| Text segment |

>>>

July, 1877.—Great railway strikes; rioting and incendiarism in Baltimore and Pittsburgh; losses $10,000,000. Over 100,000 laboring men took part in the movement.
January, 1878.—The Vanderbilt combination, including Michigan Central, Lake Shore and Canada Southern, was made in this month.
February, 1878.—The purchase of silver bullion by the Government to the amount of $2,000,000 to $4,000,000 per month, and its coinage into legal tender dollars, was ordered by Congress on the 28th.
May, 1878.—Congress passed the Resumption Act.
January, 1879.—Specie payments were resumed after the suspension which took place soon after the opening of the war of the rebellion.
April, 1879.—Gould and Field combined, and under their auspices the St. Louis, Kansas City & Northern and Wabash Railways were consolidated. Gould already had control of Union Pacific and Kansas Pacific, and afterward secured control of Missouri Pacific and Denver & Rio Grande.
June, 1879.—Western Union declared a scrip dividend of 17 per cent.
August, 1879.—There was a serious tumble in prices in this month.
October, 1879.—The stock market was very active in October and November. The bull movement of the year was at its height and transactions were so numerous that it was impossible to record them all. The drop came in November.
November, 1879.—William H. Vanderbilt sold 250,000 shares of New York Central & Hudson River stock at 120 to a syndicate headed by J. S. Morgan & Co., of London. Early in the following year the same syndicate took 100,000 shares on the same terms.
May, 1880.—Philadelphia & Reading Railway and Coal and Iron Company failed. There was a flurry in the stock market in consequence.
June, 1880.—A scrip dividend of 100 per cent. to the holders of Rock Island stock on the purchase and consolidation of the Iowa Southern and the Missouri Northern with Rock Island.—A leading German Wall Street banking house, in view of the large exports of gold, offered a premium of 1/2 of 1 per cent. for a call on $1,000,000 gold, the privilege to extend for one year.
November, 1880.—The Louisville & Nashville declared a 100 per cent. stock dividend.—Western Union declined from 104-7/8, on November 22d, to 77½ on December 17th.—Jay Gould purchased most of the stock of the Denver, South Park & Pacific Railroad, in the following month a large block of Iron Mountain and a majority of the International & Great Northern.
December, 1880.—Seats in the New York Stock Exchange sold at $25,000. A great number of new securities were listed. So numerous were the combinations, consolidations and extensions of railways that in many cases the analogy with former periods was lost, and comparisons as to earnings were of little value. In 1886 seats in the Exchange sold at $35,000. In December, 1870, when speculation was stagnant and the market was clear of all outsiders, seats sold at $3,000.—B. G. Arnold & Co., the largest coffee importing house of New York, suspended. They were the principals in a combination to corner Java coffee, and met disaster in the attempt.

<<<

| Data excerpt |

>>>

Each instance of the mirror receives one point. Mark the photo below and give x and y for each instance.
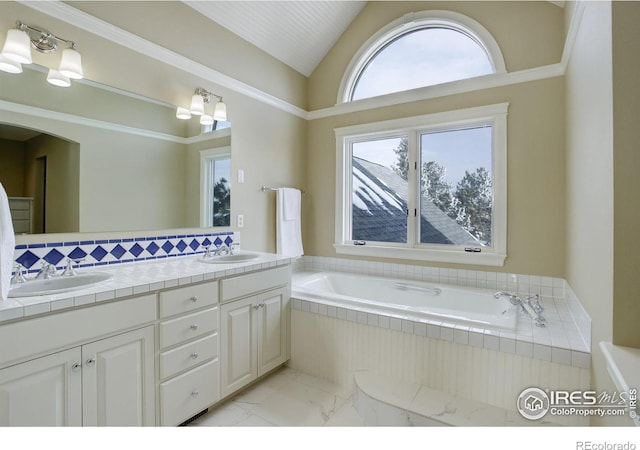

<<<

| Tasks and exercises |
• 1. Translate this sentence from the market chronology into Spanish: "The stock market was very active in October and November."
• 2. Carry on the chronology of Wall Street events from where it stops.
The material is separate from the market chronology.

| Results of the tasks |
• 1. El mercado de valores estuvo muy activo en octubre y noviembre.

• 2.
January, 1881.—Western Union, American Union and Atlantic & Pacific consolidated. The former company declared a stock dividend of 38¼ per cent. The capital stock was made $80,000,000.
February, 1881.—Call loans were made at 1 per cent. per day on the 25th.
May, 1881.—The Gould southwestern railway system was consolidated.
July, 1881.—President Garfield was shot by Guiteau. The stock market broke on the news of the shooting, and a panic was only prevented by the intervention of Sunday and the National holiday on Monday.—The Oregon war debt was paid.
August, 1881.—There was heavy speculation in wheat and corn in Chicago and New York. Money became scarce, and call loans were made at interest and commission.
September, 1881.—The Hannibal & St. Joseph corner.
January, 1882.—The trunk line railway war of rates was settled.—Gould and Huntington purchased a controlling interest in the St. Louis & San Francisco Railway and half the ownership of the Atlantic & Pacific Railway.
February, 1882.—The market showed some animation early in 1882, but it soon collapsed and became very weak. Bottom was touched on the 23d, the recovery being based on talk of a settlement of the then existing trunk line rate war.—Richmond & Danville plunged from 219 to 130 and a semi-panic ensued on the Stock Exchange.
March, 1882.—To allay reports that he was in financial straits, Mr. Gould, on the 13th, displayed his wealth. He took from a tin box $23,000,000 Western Union, $12,000,000 Missouri Pacific, $6,000,000 Manhattan Elevated, $2,000,000 Wabash common, and $10,000,000 bonds of Metropolitan, New York Elevated and Wabash preferred. He offered to show $30,000,000 additional railway stocks, but his visitors had seen enough.
October, 1882.—A syndicate headed by the late W. H. Vanderbilt purchased 124,800 shares of the common and 140,500 shares of the preferred stock of the New York, Chicago & St. Louis Railway at 13 and 37 respectively. This stock afterwards became the property of the Lake Shore & Michigan Southern Railway.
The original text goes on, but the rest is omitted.